(DATASET RECORDS)

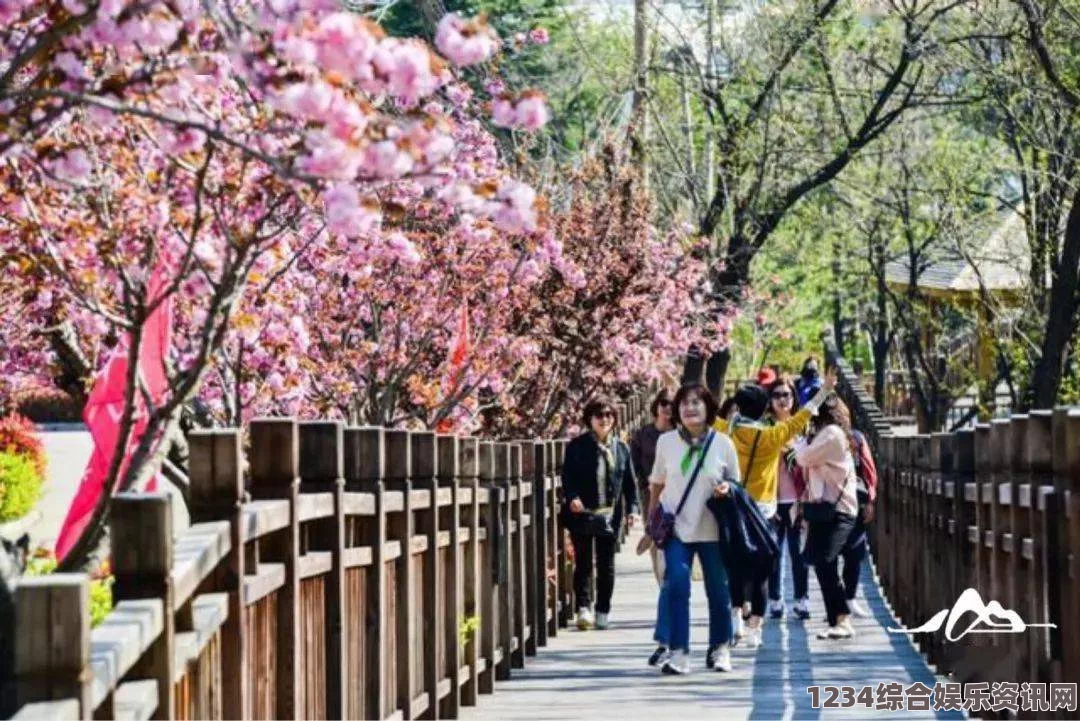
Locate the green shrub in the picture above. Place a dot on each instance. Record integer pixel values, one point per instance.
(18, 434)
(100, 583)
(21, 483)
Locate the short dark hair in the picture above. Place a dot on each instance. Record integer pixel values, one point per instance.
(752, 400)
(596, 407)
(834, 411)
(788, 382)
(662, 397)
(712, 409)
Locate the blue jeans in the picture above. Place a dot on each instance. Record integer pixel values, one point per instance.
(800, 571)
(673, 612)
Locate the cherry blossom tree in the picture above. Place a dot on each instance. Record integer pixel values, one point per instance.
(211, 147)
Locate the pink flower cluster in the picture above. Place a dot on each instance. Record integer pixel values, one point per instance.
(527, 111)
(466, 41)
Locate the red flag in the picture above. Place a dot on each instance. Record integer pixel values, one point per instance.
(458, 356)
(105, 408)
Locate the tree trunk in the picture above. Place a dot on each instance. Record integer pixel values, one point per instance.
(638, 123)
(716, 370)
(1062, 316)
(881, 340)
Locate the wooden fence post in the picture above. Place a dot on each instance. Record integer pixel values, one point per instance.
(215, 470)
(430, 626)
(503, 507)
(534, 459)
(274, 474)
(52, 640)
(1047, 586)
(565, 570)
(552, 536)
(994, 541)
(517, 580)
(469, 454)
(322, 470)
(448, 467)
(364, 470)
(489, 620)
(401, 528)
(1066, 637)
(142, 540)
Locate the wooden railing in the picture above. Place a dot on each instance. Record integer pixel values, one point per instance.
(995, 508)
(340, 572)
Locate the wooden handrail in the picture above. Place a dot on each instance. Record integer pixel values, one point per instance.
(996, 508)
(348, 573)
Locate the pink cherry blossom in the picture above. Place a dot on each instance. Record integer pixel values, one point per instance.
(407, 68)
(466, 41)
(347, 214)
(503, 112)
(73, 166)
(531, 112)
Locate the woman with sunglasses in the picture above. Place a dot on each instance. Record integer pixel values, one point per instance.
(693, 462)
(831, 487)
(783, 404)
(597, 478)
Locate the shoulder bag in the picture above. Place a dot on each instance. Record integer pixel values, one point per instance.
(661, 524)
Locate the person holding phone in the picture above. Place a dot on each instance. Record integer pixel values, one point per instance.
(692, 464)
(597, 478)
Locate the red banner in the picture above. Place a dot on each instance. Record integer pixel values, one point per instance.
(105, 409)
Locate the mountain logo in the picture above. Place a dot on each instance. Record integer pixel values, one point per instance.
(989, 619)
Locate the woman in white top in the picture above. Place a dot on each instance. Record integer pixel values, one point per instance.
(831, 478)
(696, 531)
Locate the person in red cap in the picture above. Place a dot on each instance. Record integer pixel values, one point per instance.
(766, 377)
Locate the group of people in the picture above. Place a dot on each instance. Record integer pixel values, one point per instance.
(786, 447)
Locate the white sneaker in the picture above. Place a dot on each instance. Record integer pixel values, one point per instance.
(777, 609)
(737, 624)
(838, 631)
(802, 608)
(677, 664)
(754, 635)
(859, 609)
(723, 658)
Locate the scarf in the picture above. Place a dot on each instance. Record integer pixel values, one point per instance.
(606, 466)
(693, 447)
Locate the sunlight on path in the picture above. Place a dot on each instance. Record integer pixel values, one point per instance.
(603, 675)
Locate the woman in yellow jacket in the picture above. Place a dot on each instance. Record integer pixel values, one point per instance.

(OBJECTIVE)
Copy out only the part that opens with the line containing "Locate the scarf" and closes with the last line above, both included, requests and all. Multiply every point coordinate in the answers by 2.3 and round each to a whole number, with halves rounded up.

(RESULT FOR THIS TASK)
Locate the scarf in the picture above. Place a dot on each instance. Record integer pixel values, one point per instance.
(1394, 1072)
(1594, 1028)
Locate the sunlight on path in the picture above. Place a dot on each instance. Record integer pixel values, one point per instance.
(1387, 1553)
Locate the woman in yellow jacket in the picture above. Place a dot on each instance. Record integer pixel values, one point per instance.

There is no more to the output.